··· Passage to read

Keeru’s simplicity, on the other hand, bars it from such effects. Its readers may be pleased to see Rafique condemn villainies that they too find unacceptable, and in the chapter from Haleema, those familiar with Lahore’s progressive personalities may delight at this shout-out: “Father Francis told me that there are two sisters in Lahore, Asma and Hina, both lawyers, who fight the cases of poor people for free”. But it is less easy to discern where Keeru presents an evolution in the conversations around blasphemy, in the crises of Punjab and the Punjabi peoples. At times, this makes Keeru read like an elaborate campaign document, one that lists and ticks off prejudiced representations with each memory and self-reflection, only to resolve them in the sweet fictive present of Vancouver.
Moreover, as a novelette — as a written text created for a reading public —Keeru hardly implicates or challenges this readership in documenting the horrors of its world. On the contrary, much progressive fiction from the Pakistani Punjab has transcended many of the risks Rafique takes with Keeru. Despite bans and a story centring queer romance in Lahore itself, the movie Joyland has garnered quite an enthusiastic response in Pakistan and beyond, seemingly reaching its intended audience. In kind, the Puffball Studios short film, Swipe, took on Punjab’s blasphemy obsessiveness through a speculative story of a disturbing app. Its intensity of subject matter has not compromised its circulation: it remains publicly available on Youtube, having been screened at a variety of Pakistani university campuses and covered in major news publications. Both Joyland and Swipe represent creative forms with fundamentally wider reach than a novelette; that they have gone farther than Keeru with themes that it too is grappling with makes Rafique’s work land an underwhelming note. Instead, her intentions here feel particularly instructional: a primer for an audience conceived to be ignorant and unaware of what goes on in the Pakistani Punjab. But it would be difficult to say that Keeru would be initiating a conversation with persons unfamiliar with these or similar precedents — its very form invites such a readership.

······

To-do list:
1. Could you edit the Keeru review from "Keeru’s simplicity, on" down to "present of Vancouver.", putting "Toronto" wherever "Vancouver" appears?
2. How would you render this sentence from the Keeru review in Spanish: "In kind, the Puffball Studios short film, Swipe, took on Punjab’s blasphemy obsessiveness through a speculative story of a disturbing app."
3. Answer these questions from the Keeru review:
(a) What are the names of the two sisters in Lahore whom Father Francis mentions, and what is their profession?
(b) In which city is the sweet fictive present of Keeru set?
(c) Where does Swipe remain publicly available?

··· Dataset content

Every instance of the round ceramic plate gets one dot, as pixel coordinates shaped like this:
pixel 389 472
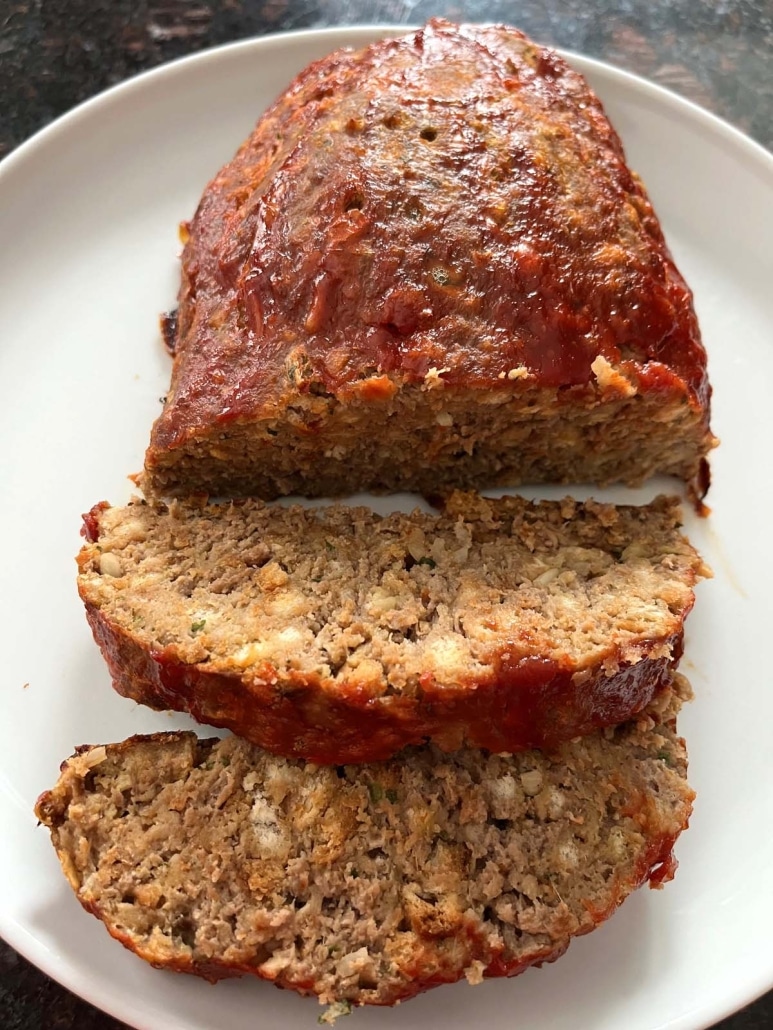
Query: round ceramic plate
pixel 89 213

······

Solutions to the tasks:
1.
Keeru’s simplicity, on the other hand, bars it from such effects. Its readers may be pleased to see Rafique condemn villainies that they too find unacceptable, and in the chapter from Haleema, those familiar with Lahore’s progressive personalities may delight at this shout-out: “Father Francis told me that there are two sisters in Lahore, Asma and Hina, both lawyers, who fight the cases of poor people for free”. But it is less easy to discern where Keeru presents an evolution in the conversations around blasphemy, in the crises of Punjab and the Punjabi peoples. At times, this makes Keeru read like an elaborate campaign document, one that lists and ticks off prejudiced representations with each memory and self-reflection, only to resolve them in the sweet fictive present of Toronto.

2. Del mismo modo, el cortometraje de Puffball Studios, Swipe, abordó la obsesión del Punjab con la blasfemia a través de una historia especulativa sobre una aplicación inquietante.

3.
(a) Asma and Hina, both lawyers.
(b) Vancouver.
(c) On Youtube.